START Exercise input

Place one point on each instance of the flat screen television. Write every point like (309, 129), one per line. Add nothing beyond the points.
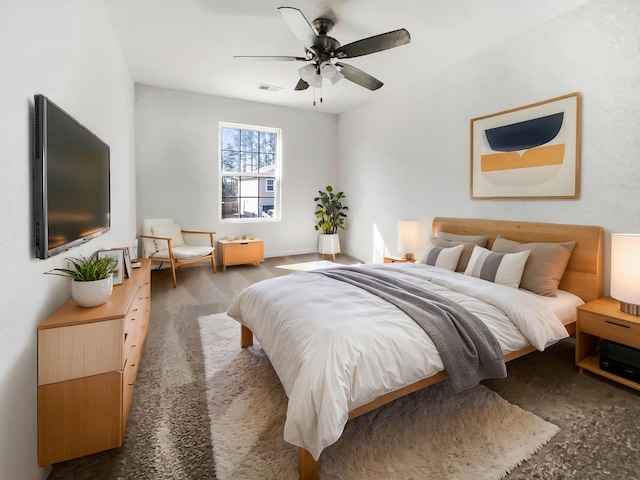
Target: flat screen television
(71, 181)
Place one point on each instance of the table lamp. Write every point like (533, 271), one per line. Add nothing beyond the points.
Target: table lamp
(408, 238)
(625, 271)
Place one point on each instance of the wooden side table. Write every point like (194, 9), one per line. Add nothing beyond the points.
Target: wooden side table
(398, 260)
(240, 252)
(602, 319)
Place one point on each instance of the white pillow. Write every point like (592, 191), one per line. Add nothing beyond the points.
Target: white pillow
(443, 257)
(502, 268)
(169, 230)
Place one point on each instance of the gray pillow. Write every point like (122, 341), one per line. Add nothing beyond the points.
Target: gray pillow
(545, 266)
(445, 240)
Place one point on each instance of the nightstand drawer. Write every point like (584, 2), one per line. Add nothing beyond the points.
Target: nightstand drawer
(610, 328)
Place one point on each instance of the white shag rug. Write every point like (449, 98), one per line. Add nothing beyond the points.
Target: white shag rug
(431, 434)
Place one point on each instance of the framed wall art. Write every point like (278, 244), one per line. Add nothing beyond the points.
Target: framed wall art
(528, 152)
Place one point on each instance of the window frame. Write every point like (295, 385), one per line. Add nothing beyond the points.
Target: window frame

END Exercise input

*Assignment:* For each line above that contains the word "window", copy that line.

*Result for this task:*
Place one point on each instance of the window frame. Write every point like (295, 385), one per line. Add nothing beyond the points.
Target: window frame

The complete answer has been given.